* Tasks to carry out *
A. Reproduce the stretch of the glider build log from "Stay tuned." through "inside. Photo 79.", word for word.
B. For each of the following statements, say yes or no to whether it agrees with the glider build log, and quote the words of the log that decide it. (i) The prop chosen from the collection was a 12x8 folding prop/spinner combo. (ii) The firewall was shaped directly from a scrap piece of 3/32 plywood. (iii) The nose cone is held on by two pins on the sides and two magnets on top of the firewall.

* Source passage *
Wish me luck.  Gonna need it. :P

Frank

ps: "what possessed me?" ???
"Never trade luck for skill"

GuyOReilly

That is a massive glider.
I may have an old plexiglass canopy (or Mylar or some such) that may fit with some creative cutting and forming.

Frank v B

Locating the motor and firewall.

Picked a folding prop/spinner combo from my collection.  Picked the one in the bag at the top.  A 12x8. Photo 58

1) - cut off a piece of the point so I could figure out the shape of the nose relative to the spinner diameter
2) - held the spinner up to the fuselage and cut it where the diameters were equal.  Cut number 2. The two cut-off pieces in photo 60
3) - assembled the motor/spinner and marked the fuse where the firewall should be.  Cut slots in the fuse flange. Photo 61
4) - shaped a scrap piece of 3/32 balsa to get the shape of the interior of the fuse and transferred it to plywood.  Dremel-sanded it until it fit.  Note, the top part of the firewall has not been shaped yet. Photo 64
5) - dropped the cockpit on top to start to figure out my options. Photo 65

Stay tuned.

Frank
"Never trade luck for skill"

Frank v B

OOPS!

Problem: The white spinner no longer works.  Installed the firewall.  When I tried to install the motor, the X-mount would stick out everywhere.  It would only fit one way and it put the motor lower in the fuselage.  When I installed the spinner it stuck out below the fuse.  No good. See photo 81

Solution: use a smaller spinner and glue one of the cut pieces back onto the nose to lengthen it and taper it towards the spinner.  Clamped and added some fibreglass cloth over the joint on the inside. Photo 79.

The new spinner fits a lot better.  Still have to do some trimming. Photo 80

Note: there is a fair amount of down thrust that increased the spinner problem.  In my experience a glider gets incredible lift when it speeds up with a motor.  On the Electro UHU power glider (72" span) I put the motor at 0/0 thrust angle.  When powering up to get to altitude I would have to give a lot of "down" elevator or the plane would loop on neutral elevator.


Frank
"Never trade luck for skill"

Frank v B

Faking the nose cone and canopy.

Nose cone
- built from the firewall forward.  Made out of pieces of balsa stacked inside and out to follow the contours of the canopy and hug the motor.  The pieces were glued together, then sanded to shape.
- attached by two pins on the sides and two magnets on top of the firewall.
- once roughed to contour I painted it white just to see what it would look like.

* Dataset section *
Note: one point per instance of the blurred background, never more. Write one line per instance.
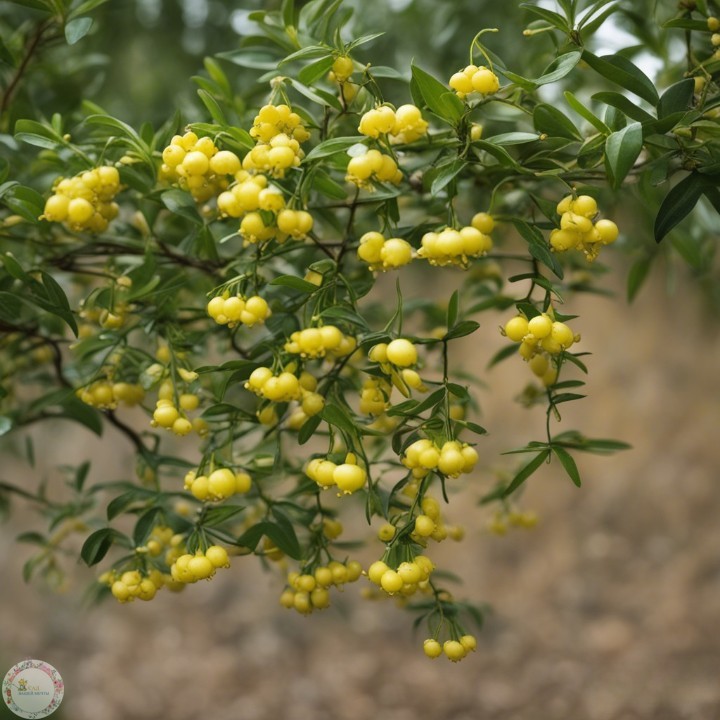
(607, 610)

* Final results *
A.
Stay tuned.

Frank
"Never trade luck for skill"

Frank v B

OOPS!

Problem: The white spinner no longer works.  Installed the firewall.  When I tried to install the motor, the X-mount would stick out everywhere.  It would only fit one way and it put the motor lower in the fuselage.  When I installed the spinner it stuck out below the fuse.  No good. See photo 81

Solution: use a smaller spinner and glue one of the cut pieces back onto the nose to lengthen it and taper it towards the spinner.  Clamped and added some fibreglass cloth over the joint on the inside. Photo 79.

B.
(i) Yes: "Picked a folding prop/spinner combo from my collection." and "A 12x8."
(ii) No: "shaped a scrap piece of 3/32 balsa to get the shape of the interior of the fuse and transferred it to plywood."
(iii) Yes: "attached by two pins on the sides and two magnets on top of the firewall."